Print all of the records. Exclude the images.

Point-per-instance localization data:
══════════════════════════════
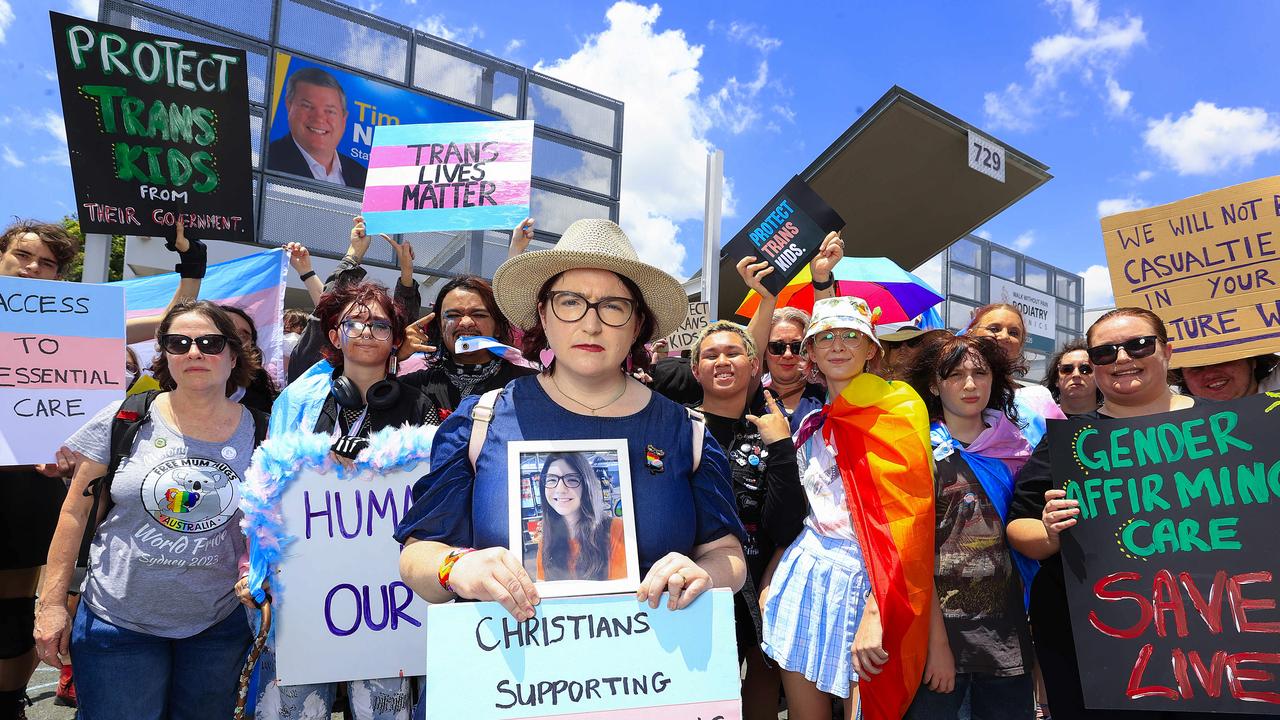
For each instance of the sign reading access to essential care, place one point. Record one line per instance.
(449, 177)
(607, 657)
(1208, 265)
(787, 232)
(156, 128)
(323, 119)
(62, 360)
(1040, 311)
(343, 611)
(1170, 570)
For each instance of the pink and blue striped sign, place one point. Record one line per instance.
(448, 177)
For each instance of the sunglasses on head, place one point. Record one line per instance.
(1136, 347)
(181, 343)
(780, 347)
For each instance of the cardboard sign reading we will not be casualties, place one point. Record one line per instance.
(448, 177)
(156, 127)
(1208, 265)
(787, 232)
(1170, 570)
(62, 360)
(602, 657)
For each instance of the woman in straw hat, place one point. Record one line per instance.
(594, 304)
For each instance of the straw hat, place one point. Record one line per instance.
(588, 244)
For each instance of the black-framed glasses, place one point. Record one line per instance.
(1068, 369)
(176, 343)
(571, 481)
(1134, 347)
(780, 347)
(571, 308)
(378, 329)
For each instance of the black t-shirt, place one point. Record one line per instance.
(979, 589)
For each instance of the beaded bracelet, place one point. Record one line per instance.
(447, 566)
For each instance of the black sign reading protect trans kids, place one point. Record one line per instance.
(787, 232)
(1171, 570)
(156, 128)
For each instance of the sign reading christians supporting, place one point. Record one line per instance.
(1208, 265)
(1171, 569)
(62, 360)
(156, 127)
(448, 177)
(787, 232)
(600, 657)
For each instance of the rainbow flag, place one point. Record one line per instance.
(882, 433)
(254, 283)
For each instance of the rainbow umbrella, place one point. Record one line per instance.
(880, 281)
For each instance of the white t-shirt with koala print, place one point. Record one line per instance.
(165, 557)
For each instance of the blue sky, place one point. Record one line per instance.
(1130, 104)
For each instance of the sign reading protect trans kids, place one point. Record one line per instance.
(156, 128)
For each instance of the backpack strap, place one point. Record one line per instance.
(124, 429)
(480, 417)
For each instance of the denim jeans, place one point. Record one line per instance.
(990, 698)
(126, 675)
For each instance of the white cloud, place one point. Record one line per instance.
(667, 122)
(1210, 139)
(1116, 205)
(1097, 287)
(12, 159)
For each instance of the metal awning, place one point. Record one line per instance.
(901, 181)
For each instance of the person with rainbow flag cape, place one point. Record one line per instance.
(846, 611)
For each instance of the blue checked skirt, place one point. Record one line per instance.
(818, 595)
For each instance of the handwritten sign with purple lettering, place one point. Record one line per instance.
(62, 360)
(342, 611)
(448, 177)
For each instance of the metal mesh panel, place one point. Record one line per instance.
(571, 114)
(553, 212)
(444, 71)
(343, 37)
(136, 18)
(574, 167)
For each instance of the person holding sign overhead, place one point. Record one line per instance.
(595, 305)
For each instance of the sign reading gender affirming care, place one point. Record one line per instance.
(606, 657)
(62, 360)
(448, 177)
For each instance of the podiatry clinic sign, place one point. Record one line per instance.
(1171, 569)
(1208, 265)
(156, 127)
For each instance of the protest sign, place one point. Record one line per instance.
(1170, 570)
(694, 323)
(448, 177)
(342, 611)
(787, 232)
(346, 106)
(62, 360)
(1208, 265)
(156, 128)
(603, 657)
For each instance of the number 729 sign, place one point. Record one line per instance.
(986, 156)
══════════════════════════════
■ RESULT FOR THIS TASK:
For each instance of the sign reading access to essential care, place one point. Record one line per instance.
(449, 177)
(607, 657)
(1208, 265)
(787, 232)
(156, 128)
(323, 119)
(62, 360)
(1040, 311)
(343, 611)
(1170, 570)
For each instance of the pink and blue striped sign, place one point. Record one line per instance.
(448, 177)
For each instance of the sunglasses on head, place one point. Record one line per instance.
(1136, 347)
(181, 343)
(780, 347)
For each instance of the cardboard sign reading we will not be casualties, place one point. Record one line per instance.
(448, 177)
(156, 127)
(1208, 265)
(787, 232)
(1170, 570)
(62, 360)
(602, 657)
For each instance of the woman in straw hat, place one point. Record one line per instance.
(594, 304)
For each instance of the straw hat, place one point. Record one line per instance.
(588, 244)
For each instance of the black-framed glasses, place one point. Record one line per instance.
(1068, 369)
(176, 343)
(571, 481)
(1134, 347)
(780, 347)
(571, 308)
(378, 329)
For each instance of the black t-shirt, place one point. Record one line per instance.
(979, 589)
For each instance of the beaded bracelet, place one point. Record one line per instance.
(447, 566)
For each instance of the black sign reading protect trans kids, place one point. Record one line per instance.
(787, 232)
(1171, 570)
(156, 128)
For each instance of the sign reading christians supporting, place one point. Record one line per instance.
(1208, 265)
(1171, 569)
(62, 360)
(156, 127)
(448, 177)
(787, 232)
(600, 657)
For each instance of the rainbow flag, place one point. Record one line per instance.
(882, 433)
(254, 283)
For each instance of the rainbow umbrella, place one point. Record one line per instance.
(880, 281)
For each instance of the white t-shirt with koala print, place one point. Record one line per instance.
(165, 557)
For each instance of the blue sky, place one point. Record one line per instance.
(1130, 104)
For each instance of the sign reading protect trans kids, place one point. Record one line per instance.
(156, 128)
For each instance of the backpack strap, place one point. Record one line per instance.
(124, 429)
(480, 417)
For each instance of the denim jeans, place one point. Record one line per instance.
(990, 698)
(126, 675)
For each instance of the white cloud, place one point. Record one line per instance.
(667, 122)
(1210, 139)
(1116, 205)
(1097, 287)
(12, 159)
For each instance of the metal awning, place one point. Record one line per instance.
(901, 181)
For each instance of the person with rainbow flag cape, place one point. Record one line per instance.
(846, 611)
For each instance of the blue checked skirt, place one point. Record one line per instance.
(818, 595)
For each instance of the handwritten sign with purple lettering, place one point. Record one line per instance.
(62, 360)
(342, 611)
(448, 177)
For each instance of the metal mesh panel, place one point. Record one line per instance.
(571, 114)
(553, 212)
(444, 71)
(343, 37)
(136, 18)
(574, 167)
For each instance of the person holding sign overhead, place one point. Record one line per instance.
(595, 305)
For each instance of the sign reading gender affirming care, place one point. Record one line per instance.
(606, 657)
(62, 360)
(448, 177)
For each instance of the podiatry clinic sign, place one point. Record one line per instance.
(1171, 569)
(1208, 265)
(156, 127)
For each instance of the protest sign, place one point. Record one line per instance.
(1170, 570)
(694, 323)
(448, 177)
(342, 611)
(787, 232)
(346, 106)
(62, 360)
(1208, 265)
(156, 128)
(603, 657)
For each instance of the number 729 sign, place one point. Record one line per instance.
(986, 156)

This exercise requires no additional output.